- _SET TASK_
Reproduce the listing below in full, requests included, and offset every vertex coordinate in the polygon outlines by -73.

......

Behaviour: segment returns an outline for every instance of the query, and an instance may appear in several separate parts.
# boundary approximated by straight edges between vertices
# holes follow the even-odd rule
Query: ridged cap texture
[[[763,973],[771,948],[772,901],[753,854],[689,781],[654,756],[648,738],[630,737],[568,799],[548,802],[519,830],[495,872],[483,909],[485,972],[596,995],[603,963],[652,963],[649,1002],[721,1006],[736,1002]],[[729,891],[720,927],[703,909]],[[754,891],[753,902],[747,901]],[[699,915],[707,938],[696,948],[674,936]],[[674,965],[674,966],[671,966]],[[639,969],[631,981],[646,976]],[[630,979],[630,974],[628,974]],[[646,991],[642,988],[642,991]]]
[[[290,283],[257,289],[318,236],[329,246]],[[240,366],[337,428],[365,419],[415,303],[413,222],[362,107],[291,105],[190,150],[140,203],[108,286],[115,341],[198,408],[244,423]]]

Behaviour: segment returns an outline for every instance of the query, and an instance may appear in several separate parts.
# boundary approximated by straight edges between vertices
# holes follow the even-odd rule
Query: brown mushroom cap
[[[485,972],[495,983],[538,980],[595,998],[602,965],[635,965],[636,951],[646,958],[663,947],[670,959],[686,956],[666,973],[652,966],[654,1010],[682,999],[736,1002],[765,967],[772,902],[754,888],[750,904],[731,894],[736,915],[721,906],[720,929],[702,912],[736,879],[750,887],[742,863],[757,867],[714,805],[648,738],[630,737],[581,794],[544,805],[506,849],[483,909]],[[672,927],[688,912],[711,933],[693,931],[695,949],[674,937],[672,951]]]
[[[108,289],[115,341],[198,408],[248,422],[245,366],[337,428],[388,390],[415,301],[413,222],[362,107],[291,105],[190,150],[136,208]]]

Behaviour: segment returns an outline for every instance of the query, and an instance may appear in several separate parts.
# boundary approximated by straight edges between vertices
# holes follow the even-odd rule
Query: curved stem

......

- _COMPLETED EXERCISE_
Behaviour: segment returns an outline for every instance of the query, and an instance may appear in several separate parts.
# boundary approximated by straight edges between vertices
# holes follow the even-odd rule
Query: ridged cap texture
[[[690,900],[698,875],[699,828],[680,781],[616,708],[581,683],[575,665],[557,664],[495,726],[475,729],[446,757],[422,799],[410,836],[412,899],[523,922],[530,890],[579,890],[576,929],[648,933],[663,929]],[[656,818],[647,854],[630,836]],[[681,818],[680,829],[674,828]],[[626,842],[634,865],[623,875],[601,863]],[[601,892],[601,893],[598,893]],[[566,896],[558,908],[573,903]],[[557,906],[557,901],[555,901]],[[573,918],[569,915],[569,918]]]
[[[217,210],[184,216],[245,163],[256,173]],[[167,293],[264,355],[292,346],[342,230],[340,149],[289,34],[218,32],[117,77],[67,130],[35,213],[42,268],[125,335],[171,350]]]

Behaviour: segment returns an outline for every instance of the query, and an instance may appear in several separate parts.
# boundary approximated by straight edges between vertices
# holes follow the even-odd rule
Query: brown mushroom cap
[[[412,899],[422,910],[465,907],[522,925],[529,892],[562,892],[563,878],[573,885],[590,874],[597,886],[613,883],[593,900],[579,893],[581,937],[609,926],[663,929],[692,894],[699,829],[681,815],[677,831],[658,821],[663,842],[648,833],[647,856],[629,839],[663,806],[677,814],[669,790],[684,794],[641,732],[575,665],[557,664],[508,721],[471,732],[433,776],[410,836]],[[599,854],[615,839],[638,860],[620,858],[622,876],[601,864],[599,878]]]
[[[35,216],[42,268],[125,335],[175,349],[172,293],[264,355],[315,317],[342,228],[340,149],[289,34],[218,32],[117,77],[63,135]]]

Behaviour: segment returns an outline for every instance of the query, and an instance may appear in several separate parts.
# boundary approximated by straight edges between vertices
# holes follow the even-odd rule
Query: curved stem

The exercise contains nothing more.